(Saved entries)
┌──

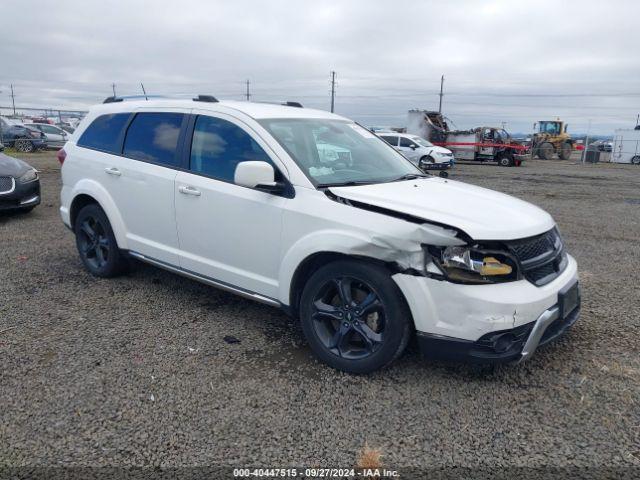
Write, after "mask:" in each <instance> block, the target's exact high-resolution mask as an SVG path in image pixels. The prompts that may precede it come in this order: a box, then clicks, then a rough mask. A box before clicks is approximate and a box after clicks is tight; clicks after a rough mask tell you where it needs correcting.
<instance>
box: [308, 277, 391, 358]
mask: <svg viewBox="0 0 640 480" xmlns="http://www.w3.org/2000/svg"><path fill="white" fill-rule="evenodd" d="M311 316H312V318H313V327H314V329H315V332H316V335H317V336H318V338H319V339H320V341H321V342H322V343H323V344H324V346H325V347H326V348H327V349H328V350H329V351H331V352H332V353H334V354H335V355H338V356H339V357H342V358H346V359H362V358H366V357H368V356H370V355H371V354H373V353H374V352H375V351H376V350H377V349H378V348H380V346H381V345H382V342H383V340H384V334H385V331H384V330H385V309H384V305H383V304H382V302H381V301H380V297H379V296H378V294H377V293H376V292H375V290H374V289H373V288H372V287H371V286H370V285H367V284H366V283H364V282H361V281H359V280H356V279H355V278H351V277H341V278H334V279H331V280H329V281H328V282H326V283H325V284H324V285H322V287H321V288H320V289H319V291H318V293H317V294H316V296H315V298H314V302H313V313H312V315H311Z"/></svg>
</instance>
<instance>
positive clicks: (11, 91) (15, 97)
mask: <svg viewBox="0 0 640 480" xmlns="http://www.w3.org/2000/svg"><path fill="white" fill-rule="evenodd" d="M11 104H12V105H13V115H14V116H15V114H16V96H15V95H14V94H13V83H12V84H11Z"/></svg>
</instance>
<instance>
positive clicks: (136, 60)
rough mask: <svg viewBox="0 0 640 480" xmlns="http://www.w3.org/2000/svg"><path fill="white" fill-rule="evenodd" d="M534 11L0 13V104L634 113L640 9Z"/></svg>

└──

Could you print all of the entries exactly, skipping the images?

Write, after "mask:" in each <instance> block, the target's exact high-resolution mask as an SVG path in image pixels. The prompts that may precede it come in this order: a box, then clicks, then a rough mask. A box before clicks is approximate and a box after clicks is tight; clicks after a rough mask tell you where it needs correcting.
<instance>
box: [308, 277, 391, 358]
mask: <svg viewBox="0 0 640 480" xmlns="http://www.w3.org/2000/svg"><path fill="white" fill-rule="evenodd" d="M311 316H312V318H313V327H314V329H315V332H316V335H317V336H318V338H319V339H320V341H321V342H322V343H323V344H324V346H325V347H326V348H327V349H328V350H329V351H331V352H332V353H334V354H335V355H338V356H339V357H342V358H346V359H362V358H366V357H368V356H370V355H371V354H373V353H374V352H375V351H376V350H377V349H378V348H380V346H381V345H382V342H383V340H384V334H385V331H384V330H385V309H384V305H383V304H382V302H381V301H380V297H379V296H378V294H377V293H376V292H375V290H374V289H373V288H372V287H371V286H370V285H367V284H366V283H364V282H361V281H359V280H356V279H355V278H351V277H341V278H334V279H331V280H329V281H328V282H326V283H325V284H324V285H322V287H321V288H320V289H319V291H318V293H317V294H316V296H315V298H314V302H313V313H312V315H311Z"/></svg>
</instance>
<instance>
positive clicks: (11, 91) (15, 97)
mask: <svg viewBox="0 0 640 480" xmlns="http://www.w3.org/2000/svg"><path fill="white" fill-rule="evenodd" d="M11 104H12V105H13V115H14V116H15V114H16V96H15V95H14V94H13V83H12V84H11Z"/></svg>
</instance>
<instance>
positive clicks: (136, 60)
rough mask: <svg viewBox="0 0 640 480" xmlns="http://www.w3.org/2000/svg"><path fill="white" fill-rule="evenodd" d="M534 11L0 13V104L634 113L640 9Z"/></svg>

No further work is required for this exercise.